▶ ACTIONS REQUISES
- 1) Recopiez l'extrait sur l'énergie éolienne en commençant à "Quels sont les" et en terminant à "des raisons géopolitiques.".
- 2) D'après l'extrait sur l'énergie éolienne, quel est le nom du projet financé par la Commission européenne auquel participent principalement les coauteurs ?

«Le plus grand défi est le manque d'acceptation des éoliennes par le public»
En bref
- Dans une étude d'ensemble, l'équipe de recherche dirigée par Russell McKenna a identifié 14 catégories d'impacts clés de l'énergie éolienne.
- Elle propose des solutions possibles pour les impacts identifiés et suggère des priorités de recherche. Plus de 400 études ont été incluses dans l'analyse.
- Le document d'analyse, récemment publié dans la revue Joule, fournit des orientations pour les études futures et les décisions politiques.
ETH News : Sur quoi porte votre étude et quel est son message principal ?
Russell McKenna : L'étude porte sur l'impact de l'énergie éolienne sur les systèmes dans lesquels elle s'inscrit, qu'il s'agisse de systèmes environnementaux et climatiques, socio-économiques, technico-économiques ou politico-juridiques. Nous avons examiné l'état actuel de la recherche et tenté de distinguer les domaines où la situation est relativement claire et ceux où des défis doivent (encore) être relevés. Nous avons défini un total de 14 impacts pour montrer où devraient se situer les priorités de la recherche pour surmonter certains de ces défis.
Quels sont les impacts spécifiques ? Pouvez-vous nous donner quelques exemples ?
Dans le domaine de l'environnement et du climat, par exemple, les effets des parcs éoliens sur le climat local ou le scénario de fin de vie des pales de rotor qui ne peuvent pas être recyclées sont pris en compte. Dans les systèmes socio-économiques, nous avons identifié, entre autres facteurs, les effets des éoliennes sur les coûts et les bénéfices locaux. Dans le système politico-juridique, un exemple de question est ce qui se passe si la chaîne d'approvisionnement est interrompue pour des raisons géopolitiques.
Comment avez-vous procédé pour identifier ces 14 impacts de l'énergie éolienne ?
Un peu d'histoire : nous sommes 24 coauteurs et coautrices issues de différentes institutions, principalement impliqués dans un projet de trois ans financé par la Commission européenne et intitulé WIMBY, qui signifie «Wind In My Backyard» (le vent dans mon jardin). Dans le cadre de ce projet, nous souhaitions réaliser une analyse globale de l'énergie éolienne et dresser un inventaire des principaux impacts de l'énergie éolienne sur différents systèmes. Nous avons procédé à une analyse documentaire complète de plus de 400 études, ce qui nous a permis d'identifier l'état actuel des connaissances et les sujets de recherche prioritaires.

▶ LIGNES DE DONNÉES
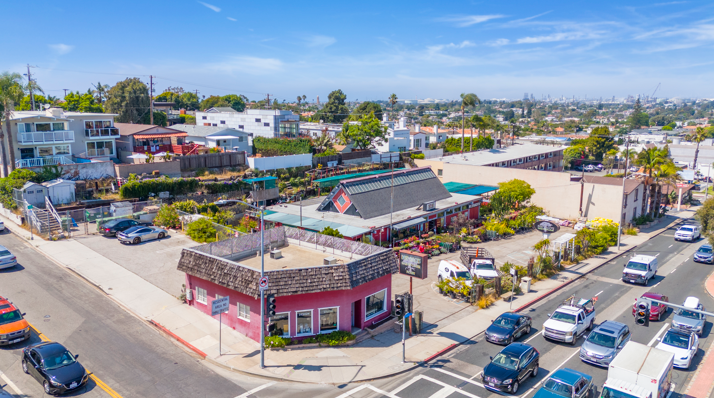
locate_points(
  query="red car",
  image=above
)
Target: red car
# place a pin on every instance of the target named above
(657, 311)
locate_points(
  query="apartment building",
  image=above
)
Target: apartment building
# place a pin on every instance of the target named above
(267, 123)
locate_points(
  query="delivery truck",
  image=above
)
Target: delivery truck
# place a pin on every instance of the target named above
(639, 371)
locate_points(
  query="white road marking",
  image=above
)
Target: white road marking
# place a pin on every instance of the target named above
(11, 384)
(458, 377)
(664, 327)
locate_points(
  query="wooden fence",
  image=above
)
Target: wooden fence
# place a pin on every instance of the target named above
(225, 159)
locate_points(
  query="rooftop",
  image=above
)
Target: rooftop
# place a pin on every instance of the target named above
(482, 158)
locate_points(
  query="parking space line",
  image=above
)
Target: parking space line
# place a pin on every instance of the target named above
(664, 327)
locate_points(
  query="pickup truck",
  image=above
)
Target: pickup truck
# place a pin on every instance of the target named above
(570, 320)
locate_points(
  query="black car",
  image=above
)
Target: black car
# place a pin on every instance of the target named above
(508, 327)
(111, 227)
(510, 367)
(54, 367)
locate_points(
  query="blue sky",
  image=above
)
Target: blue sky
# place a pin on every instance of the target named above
(369, 49)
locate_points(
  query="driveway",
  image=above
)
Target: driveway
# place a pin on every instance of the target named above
(155, 260)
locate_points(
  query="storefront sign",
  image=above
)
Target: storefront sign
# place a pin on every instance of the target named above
(413, 264)
(546, 227)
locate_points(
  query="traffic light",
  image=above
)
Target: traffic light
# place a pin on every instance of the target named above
(271, 305)
(642, 312)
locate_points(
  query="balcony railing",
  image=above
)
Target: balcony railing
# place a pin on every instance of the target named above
(106, 132)
(46, 137)
(46, 161)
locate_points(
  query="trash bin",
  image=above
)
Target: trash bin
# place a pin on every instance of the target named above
(526, 284)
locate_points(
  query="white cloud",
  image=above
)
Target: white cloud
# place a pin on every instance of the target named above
(468, 20)
(320, 41)
(211, 6)
(61, 49)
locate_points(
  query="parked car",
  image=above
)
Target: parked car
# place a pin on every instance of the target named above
(684, 345)
(111, 227)
(604, 343)
(690, 320)
(7, 259)
(53, 366)
(137, 235)
(508, 327)
(509, 367)
(13, 326)
(566, 383)
(657, 311)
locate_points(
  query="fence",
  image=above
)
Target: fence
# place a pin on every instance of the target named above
(225, 159)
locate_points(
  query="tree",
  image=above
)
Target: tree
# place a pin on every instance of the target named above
(11, 93)
(467, 100)
(367, 132)
(335, 110)
(366, 108)
(129, 99)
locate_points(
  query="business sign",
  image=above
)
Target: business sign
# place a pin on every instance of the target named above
(413, 264)
(546, 227)
(219, 306)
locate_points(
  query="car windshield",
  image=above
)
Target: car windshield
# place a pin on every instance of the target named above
(563, 317)
(602, 339)
(558, 387)
(58, 359)
(636, 266)
(504, 322)
(505, 361)
(10, 317)
(676, 340)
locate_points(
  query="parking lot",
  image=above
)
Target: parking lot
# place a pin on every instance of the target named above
(155, 260)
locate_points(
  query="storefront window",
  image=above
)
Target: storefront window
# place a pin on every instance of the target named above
(304, 322)
(282, 324)
(328, 320)
(375, 304)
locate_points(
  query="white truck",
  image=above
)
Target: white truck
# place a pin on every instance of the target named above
(639, 371)
(570, 321)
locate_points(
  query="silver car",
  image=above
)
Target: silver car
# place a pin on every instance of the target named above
(603, 343)
(138, 234)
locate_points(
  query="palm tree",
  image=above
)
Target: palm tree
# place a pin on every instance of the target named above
(469, 100)
(698, 136)
(11, 92)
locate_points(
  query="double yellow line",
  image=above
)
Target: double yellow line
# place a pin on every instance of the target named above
(96, 379)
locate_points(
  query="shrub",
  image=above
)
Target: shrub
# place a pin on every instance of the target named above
(167, 217)
(201, 231)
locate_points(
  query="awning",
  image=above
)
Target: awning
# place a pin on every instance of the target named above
(165, 135)
(409, 223)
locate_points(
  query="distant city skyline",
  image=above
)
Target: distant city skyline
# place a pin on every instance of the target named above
(415, 49)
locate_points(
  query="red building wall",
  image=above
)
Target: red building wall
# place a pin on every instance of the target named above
(312, 301)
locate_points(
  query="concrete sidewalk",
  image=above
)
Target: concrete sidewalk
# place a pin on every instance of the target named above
(376, 357)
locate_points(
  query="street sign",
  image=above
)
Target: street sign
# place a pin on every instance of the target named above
(219, 306)
(263, 283)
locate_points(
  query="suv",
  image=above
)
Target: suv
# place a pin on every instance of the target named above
(13, 327)
(688, 232)
(604, 343)
(688, 320)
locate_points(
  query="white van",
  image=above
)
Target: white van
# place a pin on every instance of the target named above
(640, 269)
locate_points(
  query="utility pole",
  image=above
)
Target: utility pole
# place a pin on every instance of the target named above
(151, 99)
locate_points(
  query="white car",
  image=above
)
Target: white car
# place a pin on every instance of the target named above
(682, 344)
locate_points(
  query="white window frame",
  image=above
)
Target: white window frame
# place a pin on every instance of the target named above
(238, 311)
(198, 295)
(312, 323)
(384, 305)
(319, 323)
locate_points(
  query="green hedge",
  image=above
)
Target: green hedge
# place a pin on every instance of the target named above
(142, 189)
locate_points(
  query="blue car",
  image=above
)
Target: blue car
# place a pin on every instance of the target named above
(566, 383)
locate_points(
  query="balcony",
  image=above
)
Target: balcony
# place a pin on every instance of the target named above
(107, 132)
(46, 137)
(45, 161)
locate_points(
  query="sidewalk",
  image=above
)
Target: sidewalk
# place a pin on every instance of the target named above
(376, 357)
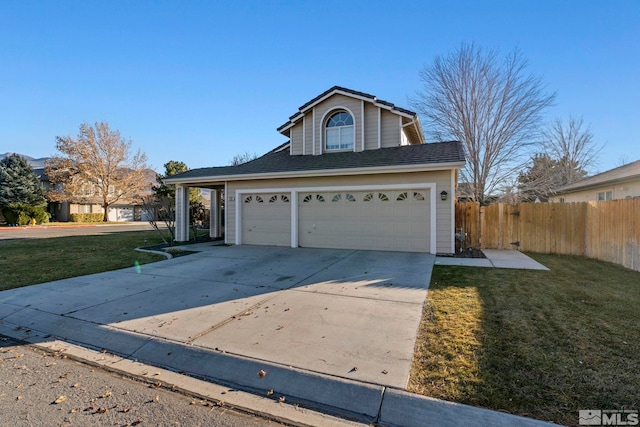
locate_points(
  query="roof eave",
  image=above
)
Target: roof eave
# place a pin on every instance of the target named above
(339, 91)
(430, 167)
(589, 186)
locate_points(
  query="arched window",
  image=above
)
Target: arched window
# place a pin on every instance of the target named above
(339, 132)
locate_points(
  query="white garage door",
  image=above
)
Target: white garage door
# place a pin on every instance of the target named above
(266, 219)
(373, 220)
(120, 214)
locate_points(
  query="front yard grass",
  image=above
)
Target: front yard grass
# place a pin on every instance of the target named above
(30, 261)
(540, 344)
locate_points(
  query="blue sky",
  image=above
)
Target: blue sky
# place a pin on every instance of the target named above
(202, 81)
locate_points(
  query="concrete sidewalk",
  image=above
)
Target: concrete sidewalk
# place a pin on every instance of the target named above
(330, 330)
(495, 258)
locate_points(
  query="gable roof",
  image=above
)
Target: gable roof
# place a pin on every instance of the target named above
(630, 171)
(350, 93)
(280, 162)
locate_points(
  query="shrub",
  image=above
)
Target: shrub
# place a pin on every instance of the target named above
(10, 216)
(22, 214)
(23, 218)
(93, 217)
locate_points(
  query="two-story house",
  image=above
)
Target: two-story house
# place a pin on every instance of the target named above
(356, 173)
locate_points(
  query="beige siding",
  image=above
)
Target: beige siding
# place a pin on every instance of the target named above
(620, 191)
(296, 139)
(370, 127)
(308, 128)
(336, 101)
(442, 179)
(390, 129)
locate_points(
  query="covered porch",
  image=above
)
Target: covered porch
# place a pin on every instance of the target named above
(216, 221)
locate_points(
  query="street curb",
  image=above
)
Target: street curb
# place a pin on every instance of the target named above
(240, 381)
(150, 251)
(401, 408)
(270, 408)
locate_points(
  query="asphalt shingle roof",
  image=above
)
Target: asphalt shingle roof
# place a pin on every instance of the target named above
(373, 98)
(282, 161)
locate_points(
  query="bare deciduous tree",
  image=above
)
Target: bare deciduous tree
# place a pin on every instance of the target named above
(490, 104)
(572, 145)
(97, 167)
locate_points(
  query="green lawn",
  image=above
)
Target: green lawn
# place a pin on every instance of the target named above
(30, 261)
(532, 343)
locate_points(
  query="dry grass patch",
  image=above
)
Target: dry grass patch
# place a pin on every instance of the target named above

▶ RÉPONSES PAR TÂCHE
- 1)
Quels sont les impacts spécifiques ? Pouvez-vous nous donner quelques exemples ?
Dans le domaine de l'environnement et du climat, par exemple, les effets des parcs éoliens sur le climat local ou le scénario de fin de vie des pales de rotor qui ne peuvent pas être recyclées sont pris en compte. Dans les systèmes socio-économiques, nous avons identifié, entre autres facteurs, les effets des éoliennes sur les coûts et les bénéfices locaux. Dans le système politico-juridique, un exemple de question est ce qui se passe si la chaîne d'approvisionnement est interrompue pour des raisons géopolitiques.

- 2) WIMBY, qui signifie « Wind In My Backyard ».